SECURITIES AND EXCHANGE COMMISSION

Washington, D.C. 20549

 

 

FORM 8-K

 

CURRENT REPORT

Pursuant to Section 13 or Section 15(d) of the Securities Exchange Act of 1934

 

Date of Report (Date of earliest event reported): April 26, 2018

 

GUARDION HEALTH SCIENCES, INC.

(Exact name of registrant as specified in its charter)

 

Delaware 0-55723 44-4428421

(State or other jurisdiction

of incorporation)

(Commission

File Number)

(I.R.S. Employer

Identification No.)

 

15150 Avenue of Science, Suite 200

San Diego, CA 92128

(Address of principal executive offices, including zip code)

 

Registrant’s telephone number, including area code: (858) 605-9055

 

Check the appropriate box below if the Form 8-K filing is intended to simultaneously satisfy the filing obligation of the registrant under any of the following provisions:

 

¨ Written communications pursuant to Rule 425 under the Securities Act (17 CFR 230.425) 
¨ Soliciting material pursuant to Rule 14a-12 under the Exchange Act (17 CFR 240.14a-12) 
¨ Pre-commencement communications pursuant to Rule 14d-2(b) under the Exchange Act (17 CFR 240.14d-2(b))

Material provided.

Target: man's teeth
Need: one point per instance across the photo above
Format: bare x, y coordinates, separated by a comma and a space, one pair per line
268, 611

Requests.
1 – According to the Form 8-K cover page, what is the registrant's telephone number?
2 – Proceed with the Form 8-K cover page from the point where it stops.

Per-task outputs.
1 – (858) 605-9055

2 –
¨ Pre-commencement communications pursuant to Rule 13e-4(c) under the Exchange Act (17 CFR 240.13e -4(c)) 

  

Indicate by check mark whether the registrant is an emerging growth company as defined in Rule 405 of the Securities Act of 1933 (§230.405 of this chapter) or Rule 12b-2 of the Securities Exchange Act of 1934 (§240.12b-2 of this chapter).

 

Emerging growth company x

 

If an emerging growth company, indicate by check mark if the registrant has elected not to use the extended transition period for complying with any new or revised financial accounting standards provided pursuant to Section 13(a) of the Exchange Act. ¨  

 

 

 

 

 

  Item 5.03 Item 5.03 Amendments to Articles of Incorporation or Bylaws; Change in Fiscal Year

 

On April 26, 2018, Guardion Health Sciences, Inc. (the "Company") filed a Certificate of Elimination of Designations, Preferences and Rights of Series A and Series B Convertible Preferred Stock (the "Certificate of Elimination") with the Delaware Secretary of State. The Certificate of Elimination eliminates the Company's Series A Convertible Preferred Stock, par value $0.001 per share and the Company's Series B Convertible Preferred Stock, par value $0.001 per share, from the Company's certificate of incorporation. No shares of the Series A Convertible Preferred Stock or Series B Convertible Preferred Stock were outstanding at the time of filing of the Certificate of Elimination.

 

 

 

Item 9.01 Financial Statements and Exhibits

 

(d)Exhibits

 

3.1Certificate of Elimination of Designations, Preferences and Rights of Series A and Series B Convertible Preferred Stock.

 

 

 

 

 

 

SIGNATURES

 

Pursuant to the requirements of the Securities Exchange Act of 1934, the Registrant has duly caused this report to be signed on its behalf by the undersigned hereunto duly authorized.

 

  GUARDION HEALTH SCIENCES, INC.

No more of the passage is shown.